# [WHAT YOU WILL DO]
Can you copy the records out again in full, starting at their first line and stopping after the line that contains "[[[0,82],[0,110],[10,109],[14,107],[14,88],[5,80]]]", and shift every coordinate in the answers up by 65?

#####

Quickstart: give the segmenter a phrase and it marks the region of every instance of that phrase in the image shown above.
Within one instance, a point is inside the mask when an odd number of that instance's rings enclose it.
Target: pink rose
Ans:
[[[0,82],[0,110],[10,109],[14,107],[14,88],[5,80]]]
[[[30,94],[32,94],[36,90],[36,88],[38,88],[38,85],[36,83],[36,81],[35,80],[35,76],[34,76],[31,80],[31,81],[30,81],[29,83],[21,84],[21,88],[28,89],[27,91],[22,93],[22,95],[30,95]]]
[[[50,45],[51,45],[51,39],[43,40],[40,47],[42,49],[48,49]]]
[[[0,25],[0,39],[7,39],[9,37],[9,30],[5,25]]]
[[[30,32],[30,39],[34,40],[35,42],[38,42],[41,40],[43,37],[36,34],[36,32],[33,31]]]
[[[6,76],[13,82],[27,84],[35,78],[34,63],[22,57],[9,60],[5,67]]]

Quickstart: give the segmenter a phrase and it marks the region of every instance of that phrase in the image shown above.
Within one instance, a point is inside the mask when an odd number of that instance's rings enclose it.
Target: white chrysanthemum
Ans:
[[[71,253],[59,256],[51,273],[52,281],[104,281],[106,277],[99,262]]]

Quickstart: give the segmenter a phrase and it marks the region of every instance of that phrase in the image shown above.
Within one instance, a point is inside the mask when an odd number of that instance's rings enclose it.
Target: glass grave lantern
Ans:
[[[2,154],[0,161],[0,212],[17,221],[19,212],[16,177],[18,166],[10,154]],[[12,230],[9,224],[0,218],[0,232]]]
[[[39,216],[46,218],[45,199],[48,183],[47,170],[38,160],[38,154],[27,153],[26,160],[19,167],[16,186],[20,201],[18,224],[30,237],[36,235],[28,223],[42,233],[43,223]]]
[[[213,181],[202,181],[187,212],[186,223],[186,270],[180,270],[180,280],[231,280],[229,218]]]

#####

# [TASK SOLUTION]
Quickstart: give the segmenter a phrase and it marks the region of every instance of that phrase in the image shown above.
Within one instance, a point is inside the mask when an odd number of that instance's rings enclose it.
Target: pink rose
Ans:
[[[65,147],[65,175],[75,174],[79,172],[79,153],[70,145]]]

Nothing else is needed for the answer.